Data excerpts section start

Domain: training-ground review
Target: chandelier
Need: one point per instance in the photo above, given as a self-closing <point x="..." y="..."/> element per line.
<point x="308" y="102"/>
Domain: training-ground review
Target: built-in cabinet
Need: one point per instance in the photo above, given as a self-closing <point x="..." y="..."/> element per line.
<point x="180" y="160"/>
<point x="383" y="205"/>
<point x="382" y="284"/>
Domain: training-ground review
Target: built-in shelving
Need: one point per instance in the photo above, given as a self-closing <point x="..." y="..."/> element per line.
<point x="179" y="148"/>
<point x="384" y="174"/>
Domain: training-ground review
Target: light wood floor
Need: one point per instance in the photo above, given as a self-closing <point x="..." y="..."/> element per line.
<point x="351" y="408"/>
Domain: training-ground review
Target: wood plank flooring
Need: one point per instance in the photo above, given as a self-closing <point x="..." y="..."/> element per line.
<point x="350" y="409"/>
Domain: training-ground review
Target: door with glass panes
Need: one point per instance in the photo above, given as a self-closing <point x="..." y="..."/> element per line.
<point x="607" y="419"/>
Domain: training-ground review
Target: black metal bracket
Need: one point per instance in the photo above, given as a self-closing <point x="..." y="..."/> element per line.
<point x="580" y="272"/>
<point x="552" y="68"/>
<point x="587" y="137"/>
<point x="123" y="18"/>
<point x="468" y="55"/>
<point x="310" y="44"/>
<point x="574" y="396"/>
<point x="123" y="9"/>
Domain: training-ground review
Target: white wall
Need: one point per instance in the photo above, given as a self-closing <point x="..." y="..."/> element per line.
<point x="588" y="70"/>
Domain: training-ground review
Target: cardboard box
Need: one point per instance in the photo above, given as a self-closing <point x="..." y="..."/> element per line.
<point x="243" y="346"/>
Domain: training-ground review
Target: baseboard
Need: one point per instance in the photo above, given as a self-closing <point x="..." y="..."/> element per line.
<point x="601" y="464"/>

Data excerpts section end

= Your goal =
Please transcribe the listing in full. Keep each line exact.

= Final answer =
Domain: training-ground review
Target: chandelier
Need: one point per instance in the photo above, given as a self-closing <point x="..." y="..."/> element per line.
<point x="308" y="102"/>
Domain: training-ground review
Target: built-in cabinet
Need: one point per instance in the photo above, given as a self-closing <point x="..." y="..."/> element per line.
<point x="180" y="160"/>
<point x="383" y="205"/>
<point x="382" y="284"/>
Domain: training-ground review
Target: built-in shelving
Need: one point per instance in the photo above, given as a self-closing <point x="..." y="..."/> element per line.
<point x="179" y="148"/>
<point x="384" y="174"/>
Domain: training-ground review
Target: light wood floor
Need: one point per instance in the photo above, given as a self-closing <point x="..." y="..."/> element per line.
<point x="351" y="408"/>
Domain: training-ground review
Target: wood plank flooring
Need: one point per instance in the photo above, given as a self-closing <point x="..." y="..."/> element per line.
<point x="350" y="409"/>
Domain: training-ground review
Target: door with glass panes
Need: one point per instance in the photo above, given as a self-closing <point x="..." y="..."/> element per line.
<point x="607" y="419"/>
Domain: training-ground review
Target: black metal bracket
Need: one point per instance in the photo above, given as a self-closing <point x="..." y="..."/> element per line.
<point x="580" y="272"/>
<point x="552" y="68"/>
<point x="587" y="137"/>
<point x="123" y="18"/>
<point x="468" y="55"/>
<point x="310" y="44"/>
<point x="574" y="396"/>
<point x="123" y="9"/>
Domain: training-ground review
Target: white wall
Need: one point per instance in the photo above, given as a self-closing <point x="..." y="..."/> element per line.
<point x="588" y="70"/>
Domain: training-ground review
Target: cardboard box
Need: one point per instance in the photo above, given as a self-closing <point x="..." y="..."/> element per line.
<point x="243" y="346"/>
Domain: training-ground review
Target: baseboard
Need: one point per instance in the photo above, given as a self-closing <point x="..." y="..."/> element per line.
<point x="601" y="464"/>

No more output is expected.